Bodega Lagarde


One of Luján de Cuyo's oldest operating estates, Bodega Lagarde sits on San Martín 1745 in Mayor Drummond with a production history that predates Argentina's premium wine export era. The winery holds a Pearl 3 Star Prestige rating for 2025, placing it among the most credentialed addresses in the region. Visits here track the full arc from high-altitude vineyard to barrel hall.

A Barrel Hall That Tells the Story of Mendoza's Elevation
Approaching Bodega Lagarde along San Martín in Mayor Drummond, the property asserts itself through architecture before the first pour. Adobe walls and century-old vines mark the entrance to one of Luján de Cuyo's most historically rooted estates, a reminder that serious Mendocino winemaking long predates the international spotlight that arrived in the 1990s. Where many regional producers have rebuilt around modern tourist infrastructure, Lagarde carries the accumulated weight of a property that has worked through multiple eras of Argentine wine, the result being that a walk through its cellar is also a walk through the region's own evolution.
Luján de Cuyo sits at elevations ranging from roughly 900 to 1,100 metres above sea level, and that altitude is foundational to the style of wine it produces. Cooler nights, intense solar radiation, and the snowmelt-fed Mendoza River irrigation system combine to produce the slow phenolic ripening that premium Malbec and Cabernet Sauvignon in this sub-region are known for. Bodega Lagarde occupies that terroir context directly, and understanding what the estate does after harvest, in the barrel room and the blending lab, makes the wines considerably more readable when you encounter them in a glass or on a retail shelf.
What Happens Between Harvest and Bottle
The premium Argentine wine trade has spent the last two decades arguing about oak, and Luján de Cuyo producers have largely shaped that debate. The shift from heavy new French oak toward shorter aging cycles, lighter toast profiles, and larger-format vessels reflects a broader regional recalibration, and Bodega Lagarde's program sits inside that arc. Aging decisions in this tier of Mendocino winemaking are not merely technical choices; they are statements about which international market the wine is targeting and how the producer reads the current critical consensus on Argentine terroir expression.
For visitors, the barrel hall is where that conversation becomes tangible. The smell of a working cellar at altitude, the particular damp-stone cool of a space that holds wine through the Andean summer, and the visual scale of serious oak inventory all give context that tasting notes alone cannot. Estate tours that route visitors through production areas rather than purely hospitality spaces tend to produce a different level of engagement, and Lagarde's address and history position it as exactly that kind of property. Comparing the cellar program here against peers like Bodega Norton or Cheval des Andes illustrates how differently estates at similar price points approach the question of when a wine is ready to leave the cellar.

*Work task 1*.
Return the passage of the Bodega Lagarde article between "One of Luján de Cuyo's oldest" and "to barrel hall.", inclusive.
*Work task 2*.
List every winery or wine estate named in the Bodega Lagarde article.
*Work task 3*.
Write what comes next in the Bodega Lagarde article, starting after its final sentence.

*Information supplied*.
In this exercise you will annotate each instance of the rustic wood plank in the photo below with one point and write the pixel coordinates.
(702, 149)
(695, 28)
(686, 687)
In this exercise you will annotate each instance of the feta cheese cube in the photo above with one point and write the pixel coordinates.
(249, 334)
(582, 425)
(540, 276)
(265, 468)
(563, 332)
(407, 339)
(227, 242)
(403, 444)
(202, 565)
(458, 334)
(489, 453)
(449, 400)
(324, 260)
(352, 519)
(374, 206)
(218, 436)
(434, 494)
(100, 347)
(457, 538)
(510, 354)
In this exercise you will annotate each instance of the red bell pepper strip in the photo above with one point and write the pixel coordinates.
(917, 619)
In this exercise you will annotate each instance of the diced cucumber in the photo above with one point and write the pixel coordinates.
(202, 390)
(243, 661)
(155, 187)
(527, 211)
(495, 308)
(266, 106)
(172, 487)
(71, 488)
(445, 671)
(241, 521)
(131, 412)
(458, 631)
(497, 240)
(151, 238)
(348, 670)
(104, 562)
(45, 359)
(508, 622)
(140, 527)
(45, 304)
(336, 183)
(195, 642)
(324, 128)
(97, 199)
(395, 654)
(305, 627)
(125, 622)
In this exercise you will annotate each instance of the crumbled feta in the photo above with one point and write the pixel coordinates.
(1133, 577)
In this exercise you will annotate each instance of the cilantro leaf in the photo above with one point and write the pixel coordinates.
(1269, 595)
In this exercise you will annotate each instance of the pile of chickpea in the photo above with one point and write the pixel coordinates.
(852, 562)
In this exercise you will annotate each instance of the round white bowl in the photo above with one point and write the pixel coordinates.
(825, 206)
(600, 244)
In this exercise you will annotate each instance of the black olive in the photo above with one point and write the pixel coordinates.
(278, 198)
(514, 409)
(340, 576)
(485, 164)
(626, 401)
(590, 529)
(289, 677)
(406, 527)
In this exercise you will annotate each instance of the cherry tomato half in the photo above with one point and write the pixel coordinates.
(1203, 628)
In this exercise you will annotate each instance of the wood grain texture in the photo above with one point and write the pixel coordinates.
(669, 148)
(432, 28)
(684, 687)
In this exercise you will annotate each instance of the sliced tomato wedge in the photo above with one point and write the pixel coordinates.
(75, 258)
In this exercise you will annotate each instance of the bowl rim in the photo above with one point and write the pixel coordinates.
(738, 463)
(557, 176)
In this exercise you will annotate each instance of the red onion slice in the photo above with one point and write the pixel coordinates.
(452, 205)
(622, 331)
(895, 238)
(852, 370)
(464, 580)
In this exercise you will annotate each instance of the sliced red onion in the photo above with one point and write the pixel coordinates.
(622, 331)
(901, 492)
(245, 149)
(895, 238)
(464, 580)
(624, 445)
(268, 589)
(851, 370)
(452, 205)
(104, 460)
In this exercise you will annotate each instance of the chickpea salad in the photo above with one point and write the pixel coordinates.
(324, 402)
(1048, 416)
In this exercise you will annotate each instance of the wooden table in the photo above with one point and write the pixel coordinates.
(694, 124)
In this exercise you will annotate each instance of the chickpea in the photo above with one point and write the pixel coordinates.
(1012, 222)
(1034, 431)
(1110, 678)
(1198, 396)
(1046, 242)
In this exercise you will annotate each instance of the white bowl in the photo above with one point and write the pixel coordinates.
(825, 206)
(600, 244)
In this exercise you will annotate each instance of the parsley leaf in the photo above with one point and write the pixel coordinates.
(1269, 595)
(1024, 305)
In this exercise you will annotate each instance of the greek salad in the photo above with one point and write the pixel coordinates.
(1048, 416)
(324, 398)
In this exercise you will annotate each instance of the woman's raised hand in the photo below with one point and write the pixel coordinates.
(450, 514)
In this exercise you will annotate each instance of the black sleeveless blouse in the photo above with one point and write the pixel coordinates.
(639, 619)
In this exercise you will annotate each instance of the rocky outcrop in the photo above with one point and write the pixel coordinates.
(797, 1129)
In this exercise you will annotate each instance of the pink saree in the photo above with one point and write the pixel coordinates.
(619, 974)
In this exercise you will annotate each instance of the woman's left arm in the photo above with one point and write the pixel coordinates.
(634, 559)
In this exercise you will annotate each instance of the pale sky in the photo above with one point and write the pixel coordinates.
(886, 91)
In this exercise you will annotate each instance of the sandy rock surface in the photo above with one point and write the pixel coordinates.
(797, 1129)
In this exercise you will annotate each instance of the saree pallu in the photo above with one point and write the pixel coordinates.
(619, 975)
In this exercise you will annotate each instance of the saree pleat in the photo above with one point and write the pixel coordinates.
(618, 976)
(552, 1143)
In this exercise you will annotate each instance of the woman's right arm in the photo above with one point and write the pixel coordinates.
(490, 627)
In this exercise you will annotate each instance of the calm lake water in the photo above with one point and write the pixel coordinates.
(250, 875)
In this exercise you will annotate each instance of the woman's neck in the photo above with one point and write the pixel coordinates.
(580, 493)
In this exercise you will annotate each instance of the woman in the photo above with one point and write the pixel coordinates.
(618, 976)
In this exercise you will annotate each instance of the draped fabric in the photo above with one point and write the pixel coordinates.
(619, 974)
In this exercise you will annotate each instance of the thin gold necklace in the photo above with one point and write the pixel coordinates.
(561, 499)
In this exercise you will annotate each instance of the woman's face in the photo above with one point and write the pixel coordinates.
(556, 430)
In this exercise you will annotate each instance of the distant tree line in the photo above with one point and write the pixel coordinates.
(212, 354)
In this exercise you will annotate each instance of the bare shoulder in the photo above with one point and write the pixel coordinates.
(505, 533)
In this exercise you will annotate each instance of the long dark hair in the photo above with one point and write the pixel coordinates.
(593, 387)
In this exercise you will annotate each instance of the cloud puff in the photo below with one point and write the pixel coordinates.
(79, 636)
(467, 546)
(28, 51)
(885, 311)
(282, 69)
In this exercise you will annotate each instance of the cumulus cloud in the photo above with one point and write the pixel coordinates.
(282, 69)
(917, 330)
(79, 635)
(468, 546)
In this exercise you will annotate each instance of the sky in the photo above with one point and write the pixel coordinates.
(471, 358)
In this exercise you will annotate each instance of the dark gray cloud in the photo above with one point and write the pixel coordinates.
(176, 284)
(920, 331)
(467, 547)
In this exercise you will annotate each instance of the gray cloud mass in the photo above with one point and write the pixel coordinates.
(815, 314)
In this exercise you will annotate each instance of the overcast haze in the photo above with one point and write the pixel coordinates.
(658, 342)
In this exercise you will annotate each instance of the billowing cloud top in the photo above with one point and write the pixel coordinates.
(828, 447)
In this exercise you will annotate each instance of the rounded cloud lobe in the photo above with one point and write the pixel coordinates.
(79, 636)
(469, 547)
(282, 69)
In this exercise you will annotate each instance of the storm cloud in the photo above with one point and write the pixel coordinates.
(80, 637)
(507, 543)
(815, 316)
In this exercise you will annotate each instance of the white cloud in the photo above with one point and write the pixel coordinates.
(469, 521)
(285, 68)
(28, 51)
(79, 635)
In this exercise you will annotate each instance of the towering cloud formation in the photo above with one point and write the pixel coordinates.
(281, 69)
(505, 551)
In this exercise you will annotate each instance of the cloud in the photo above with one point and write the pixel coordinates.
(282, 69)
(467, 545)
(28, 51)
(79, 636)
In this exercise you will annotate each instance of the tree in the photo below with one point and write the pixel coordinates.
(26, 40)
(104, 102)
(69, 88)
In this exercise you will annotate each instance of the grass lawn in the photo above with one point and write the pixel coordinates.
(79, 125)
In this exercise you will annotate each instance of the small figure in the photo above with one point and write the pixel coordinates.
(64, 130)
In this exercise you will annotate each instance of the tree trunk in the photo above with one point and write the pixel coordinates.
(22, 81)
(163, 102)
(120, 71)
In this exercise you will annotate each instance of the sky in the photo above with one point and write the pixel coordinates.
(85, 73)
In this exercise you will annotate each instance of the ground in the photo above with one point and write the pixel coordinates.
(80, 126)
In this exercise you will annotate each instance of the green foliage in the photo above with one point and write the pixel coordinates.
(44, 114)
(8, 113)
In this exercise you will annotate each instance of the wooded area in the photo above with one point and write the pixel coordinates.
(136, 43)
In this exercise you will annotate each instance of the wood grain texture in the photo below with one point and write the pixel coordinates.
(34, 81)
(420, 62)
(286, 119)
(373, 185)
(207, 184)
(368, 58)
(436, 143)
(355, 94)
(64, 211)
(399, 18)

*Answer box 1*.
One of Luján de Cuyo's oldest operating estates, Bodega Lagarde sits on San Martín 1745 in Mayor Drummond with a production history that predates Argentina's premium wine export era. The winery holds a Pearl 3 Star Prestige rating for 2025, placing it among the most credentialed addresses in the region. Visits here track the full arc from high-altitude vineyard to barrel hall.

*Answer box 2*.
Bodega Lagarde
Bodega Norton
Cheval des Andes

*Answer box 3*.
Prestige Tier in a Competitive Sub-Region
Bodega Lagarde carries a Pearl 3 Star Prestige rating for 2025 from EP Club, which places it within the upper credentialed tier of Luján de Cuyo producers. That positioning matters because the sub-region now holds a competitive density that rivals any wine district in the Southern Hemisphere. Within a few kilometres of this address, you find Chakana Winery, working with organic viticulture and a different register of Malbec expression, and Durigutti Winemakers, known for site-specific work across multiple Luján parcels. Nieto Senetiner operates at scale nearby. This concentration means visitors planning a serious wine itinerary in the region have genuine choices at each quality level, and a 3 Star Prestige rating signals that Lagarde competes on substance rather than heritage alone.
The competitive context also extends beyond Luján. Argentina's wine geography has diversified significantly, with high-altitude sites in Salta producing compelling results at Bodega Colomé in Molinos and Bodega El Esteco in Cafayate. Against that backdrop, Luján de Cuyo estates have had to sharpen their identity, and the ones that have done so most effectively are those with genuine cellar depth, not just vineyard acreage. Bodega Lagarde's long operating history gives it something newer entrants cannot replicate: a library of vintages that documents how the site performs across decades of variable Andean growing seasons.
The Seasonal Case for Visiting Now
Harvest season in Mendoza runs from late February through April, depending on variety and elevation, and for visitors interested in winery tourism the distinction between visiting during and outside this period is substantial. During the March-April window, active fermentation, foot traffic through the winery, and the physical presence of fresh must and fruit at the crush pad make a cellar visit a different sensory experience from the quieter winter months. The flip side is that the Andes in July and August offer crisp, clear days, low visitor volume, and barrel halls that have settled into the meditative quiet of mid-aging, a different but equally instructive visit profile.
Spring in Mendoza, roughly September through November, brings flowering vines and the particular light quality that the Andean pre-cordillera frames so distinctively. Many wine travelers combine Luján de Cuyo with broader Mendoza city stays, and the full regional offering across restaurants, bars, and smaller producers is covered in our full Luján de Cuyo wineries guide and the parallel Luján de Cuyo restaurants guide. For accommodation, our hotels guide for Luján de Cuyo maps the range from estate guesthouses to Mendoza city properties within easy transfer distance.
How Lagarde Fits a Broader Itinerary
A serious Mendoza wine itinerary typically runs three to five days, with morning winery visits scheduled before the afternoon heat peaks. Mayor Drummond and the wider Luján corridor allow for two to three estate visits in a single day without significant transit time. Bodega Lagarde at San Martín 1745 anchors the southern part of that corridor, and the combination of historical depth and current prestige-tier standing makes it a natural anchor visit rather than a fill-in stop.
Travelers building a multi-region Argentina wine itinerary might also consider how Luján de Cuyo producers compare to the premium tier in other countries. The aging and blending decisions made at estates like Bodega DiamAndes in Tunuyán or at properties like Abadía Retuerta in Sardón de Duero in Spain share structural logic with what Lagarde does, though the terroir signatures are distinct. For those whose interest extends to distilled spirits, Aberlour in Scotland offers an instructive parallel on how aging environment shapes a finished product, different medium, same underlying argument about patience and barrel selection.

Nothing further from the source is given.